(Stored data entries)
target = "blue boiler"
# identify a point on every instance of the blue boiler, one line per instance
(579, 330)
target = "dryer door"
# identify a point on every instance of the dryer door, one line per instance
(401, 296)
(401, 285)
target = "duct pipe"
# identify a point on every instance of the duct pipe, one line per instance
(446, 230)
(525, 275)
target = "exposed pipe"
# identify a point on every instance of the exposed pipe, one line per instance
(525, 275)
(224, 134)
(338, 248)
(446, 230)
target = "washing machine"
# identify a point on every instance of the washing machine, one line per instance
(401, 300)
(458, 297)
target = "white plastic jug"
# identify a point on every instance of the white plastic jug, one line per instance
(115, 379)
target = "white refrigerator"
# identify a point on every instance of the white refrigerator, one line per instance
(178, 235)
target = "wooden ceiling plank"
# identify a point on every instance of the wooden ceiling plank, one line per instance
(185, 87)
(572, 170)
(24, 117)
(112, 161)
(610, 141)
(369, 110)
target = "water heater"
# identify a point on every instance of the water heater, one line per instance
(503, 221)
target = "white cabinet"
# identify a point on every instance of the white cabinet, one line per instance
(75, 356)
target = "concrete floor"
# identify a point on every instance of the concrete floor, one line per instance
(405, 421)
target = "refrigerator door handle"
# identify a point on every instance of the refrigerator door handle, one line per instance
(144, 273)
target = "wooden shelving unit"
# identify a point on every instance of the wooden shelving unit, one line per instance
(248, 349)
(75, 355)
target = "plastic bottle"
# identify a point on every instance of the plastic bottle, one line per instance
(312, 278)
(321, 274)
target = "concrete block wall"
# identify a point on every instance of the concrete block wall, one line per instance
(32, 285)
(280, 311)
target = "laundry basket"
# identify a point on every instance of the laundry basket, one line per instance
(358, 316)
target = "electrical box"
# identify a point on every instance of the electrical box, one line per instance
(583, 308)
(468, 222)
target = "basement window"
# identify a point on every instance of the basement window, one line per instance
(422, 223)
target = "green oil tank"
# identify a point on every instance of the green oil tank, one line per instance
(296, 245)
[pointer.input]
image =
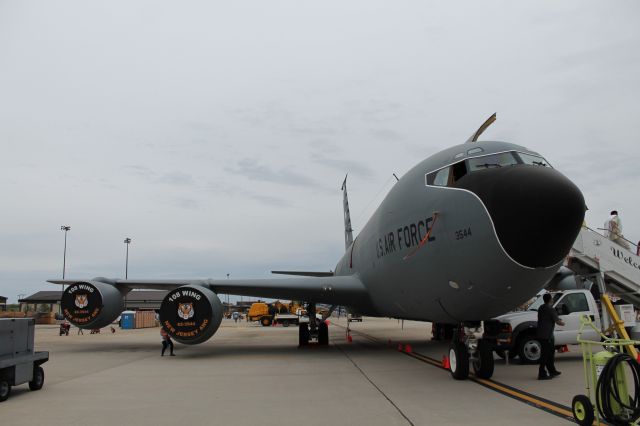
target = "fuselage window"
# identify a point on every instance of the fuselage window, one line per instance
(501, 159)
(533, 160)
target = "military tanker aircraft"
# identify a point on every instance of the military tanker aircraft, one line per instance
(464, 236)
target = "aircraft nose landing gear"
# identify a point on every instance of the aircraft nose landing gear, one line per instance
(465, 347)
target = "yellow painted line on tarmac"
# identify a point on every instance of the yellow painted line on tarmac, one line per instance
(529, 399)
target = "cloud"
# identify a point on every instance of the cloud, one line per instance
(177, 178)
(343, 165)
(250, 169)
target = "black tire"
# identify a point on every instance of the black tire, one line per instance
(323, 334)
(303, 335)
(458, 361)
(582, 410)
(5, 390)
(38, 379)
(503, 354)
(483, 366)
(529, 349)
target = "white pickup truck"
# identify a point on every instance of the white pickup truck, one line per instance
(518, 329)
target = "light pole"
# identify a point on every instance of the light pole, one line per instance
(65, 228)
(228, 307)
(127, 241)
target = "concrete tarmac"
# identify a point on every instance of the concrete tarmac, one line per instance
(252, 375)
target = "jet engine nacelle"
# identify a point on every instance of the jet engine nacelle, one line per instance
(92, 304)
(191, 314)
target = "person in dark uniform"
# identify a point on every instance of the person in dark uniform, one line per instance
(166, 342)
(547, 320)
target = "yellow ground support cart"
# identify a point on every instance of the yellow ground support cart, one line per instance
(612, 380)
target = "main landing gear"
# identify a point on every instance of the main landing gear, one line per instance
(315, 331)
(467, 348)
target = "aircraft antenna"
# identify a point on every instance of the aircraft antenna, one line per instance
(482, 128)
(348, 231)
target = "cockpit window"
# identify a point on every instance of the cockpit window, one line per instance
(441, 177)
(534, 160)
(448, 175)
(501, 159)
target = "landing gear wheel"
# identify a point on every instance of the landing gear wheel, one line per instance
(323, 334)
(459, 360)
(5, 390)
(529, 350)
(303, 335)
(582, 410)
(38, 379)
(483, 365)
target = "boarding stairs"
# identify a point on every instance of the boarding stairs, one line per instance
(593, 253)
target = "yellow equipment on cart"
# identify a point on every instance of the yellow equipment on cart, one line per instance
(608, 374)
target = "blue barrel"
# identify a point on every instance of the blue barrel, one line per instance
(128, 320)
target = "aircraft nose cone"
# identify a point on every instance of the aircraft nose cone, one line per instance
(537, 211)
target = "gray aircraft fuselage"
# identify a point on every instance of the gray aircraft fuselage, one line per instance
(501, 221)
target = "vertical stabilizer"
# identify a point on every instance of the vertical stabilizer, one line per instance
(348, 232)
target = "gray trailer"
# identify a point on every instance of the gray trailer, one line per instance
(18, 362)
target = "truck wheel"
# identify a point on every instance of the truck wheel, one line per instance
(483, 365)
(582, 410)
(529, 349)
(38, 379)
(5, 390)
(323, 334)
(459, 361)
(303, 335)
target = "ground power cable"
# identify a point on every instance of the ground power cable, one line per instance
(375, 386)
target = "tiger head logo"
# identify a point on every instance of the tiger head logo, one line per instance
(185, 310)
(81, 300)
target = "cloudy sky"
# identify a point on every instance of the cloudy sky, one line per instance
(216, 134)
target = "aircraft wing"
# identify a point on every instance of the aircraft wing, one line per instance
(335, 290)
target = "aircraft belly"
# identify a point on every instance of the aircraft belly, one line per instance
(462, 274)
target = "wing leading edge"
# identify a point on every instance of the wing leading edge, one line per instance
(335, 290)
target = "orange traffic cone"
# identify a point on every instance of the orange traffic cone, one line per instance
(445, 362)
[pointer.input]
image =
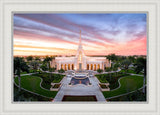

# BRIEF
From the line that contains "# identify a point on every instance of the wing" to the final line of the entries, reproduce every line exactly, both ends included. Leave out all pictures.

# EXPECTED ANSWER
# identify a point on every instance of the wing leading edge, one line per instance
(335, 290)
target = "orange traffic cone"
# identify a point on every instance of the orange traffic cone, one line per instance
(445, 362)
[pointer.input]
image =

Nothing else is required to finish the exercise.